Short task
Edit the part of the records that opens with the line containing "Detect the shoreline" and closes with the line containing "[0,265,293,325]": give those lines again with "golden sand bar" changed to "sandbar" and everything else left the same.

-- start of Records to use --

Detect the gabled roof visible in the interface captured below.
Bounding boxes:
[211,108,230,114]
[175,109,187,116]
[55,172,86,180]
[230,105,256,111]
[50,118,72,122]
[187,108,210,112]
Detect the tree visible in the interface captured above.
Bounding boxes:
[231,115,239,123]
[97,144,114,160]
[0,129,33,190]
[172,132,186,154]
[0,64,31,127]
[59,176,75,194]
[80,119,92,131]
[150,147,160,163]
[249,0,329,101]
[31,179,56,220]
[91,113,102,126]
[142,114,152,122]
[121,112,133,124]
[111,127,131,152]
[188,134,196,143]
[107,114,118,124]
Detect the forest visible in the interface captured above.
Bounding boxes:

-- end of Records to use --
-- start of Records to use --

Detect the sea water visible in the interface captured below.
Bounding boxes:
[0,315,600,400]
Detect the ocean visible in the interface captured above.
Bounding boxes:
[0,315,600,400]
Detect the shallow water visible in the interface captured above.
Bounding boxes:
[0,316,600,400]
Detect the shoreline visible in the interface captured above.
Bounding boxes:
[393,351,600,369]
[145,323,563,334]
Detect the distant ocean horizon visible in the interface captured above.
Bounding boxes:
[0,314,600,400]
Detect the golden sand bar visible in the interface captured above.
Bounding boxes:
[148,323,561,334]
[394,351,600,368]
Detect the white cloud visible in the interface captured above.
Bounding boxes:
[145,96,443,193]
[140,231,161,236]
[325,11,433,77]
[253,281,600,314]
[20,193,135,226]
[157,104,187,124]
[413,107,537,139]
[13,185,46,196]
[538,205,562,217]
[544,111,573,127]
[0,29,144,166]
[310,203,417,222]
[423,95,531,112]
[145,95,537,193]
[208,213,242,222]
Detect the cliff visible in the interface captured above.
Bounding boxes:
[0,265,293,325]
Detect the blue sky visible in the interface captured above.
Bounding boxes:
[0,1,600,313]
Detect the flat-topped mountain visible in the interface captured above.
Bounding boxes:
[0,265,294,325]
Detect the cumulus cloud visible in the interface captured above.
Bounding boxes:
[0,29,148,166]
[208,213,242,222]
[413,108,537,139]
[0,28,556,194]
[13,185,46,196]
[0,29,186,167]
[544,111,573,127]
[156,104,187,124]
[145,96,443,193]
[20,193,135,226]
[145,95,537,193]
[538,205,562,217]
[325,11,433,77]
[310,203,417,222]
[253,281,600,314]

-- end of Records to use --

Answer for the task
Detect the shoreline visible in the interface captured above.
Bounding boxes:
[393,351,600,369]
[145,323,563,334]
Detect the distant ocean horizon visible in the interface captured above.
Bounding boxes:
[0,314,600,400]
Detect the sandbar visible in the interface captured above.
Bounding boxes:
[148,323,561,334]
[394,351,600,368]
Detect the white cloud visible in the interface captured above.
Bounding boxes:
[145,96,443,193]
[140,231,161,236]
[325,11,433,77]
[253,281,600,314]
[20,193,135,226]
[157,104,187,124]
[413,107,537,139]
[13,185,46,196]
[538,205,562,217]
[544,111,573,127]
[0,29,144,166]
[310,203,417,222]
[423,95,531,112]
[145,95,537,193]
[208,213,242,222]
Detect the cliff visible in the interface captured above.
Bounding boxes:
[0,265,293,325]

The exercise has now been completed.